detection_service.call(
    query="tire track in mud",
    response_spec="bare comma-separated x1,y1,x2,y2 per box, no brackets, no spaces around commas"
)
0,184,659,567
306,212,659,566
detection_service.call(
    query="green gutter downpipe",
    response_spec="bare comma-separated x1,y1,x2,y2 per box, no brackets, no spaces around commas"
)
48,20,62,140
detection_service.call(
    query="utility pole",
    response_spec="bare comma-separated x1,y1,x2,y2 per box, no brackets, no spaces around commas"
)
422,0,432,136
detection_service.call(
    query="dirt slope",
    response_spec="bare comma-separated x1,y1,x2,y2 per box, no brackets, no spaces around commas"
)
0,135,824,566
....
> Task goal
Render every line of the rows above as a Markdown table with two columns, No. and Line, numbering each line in order and omitting any blank lines.

> Response to this task
| No. | Line |
|---|---|
| 1 | detection_service.call( |
| 2 |     query="tire track in mud", |
| 3 |     response_spec="bare comma-separated x1,y1,x2,y2 per box, no brackets, no spaces around commas" |
| 4 | ) |
| 5 | 0,184,659,567 |
| 6 | 306,212,659,566 |
| 7 | detection_service.call( |
| 8 |     query="green gutter downpipe", |
| 9 |     response_spec="bare comma-separated x1,y1,x2,y2 per box, no brackets, no spaces around commas" |
| 10 | ) |
| 11 | 48,20,62,140 |
| 12 | detection_service.call( |
| 13 |     query="utility pole", |
| 14 |     response_spec="bare comma-separated x1,y1,x2,y2 per box, no brackets, no spaces around commas" |
| 15 | ) |
| 16 | 422,0,432,136 |
| 17 | detection_service.call( |
| 18 |     query="dirt slope", |
| 19 |     response_spec="bare comma-separated x1,y1,x2,y2 per box, no brackets, no spaces around commas" |
| 20 | ) |
| 21 | 0,135,824,566 |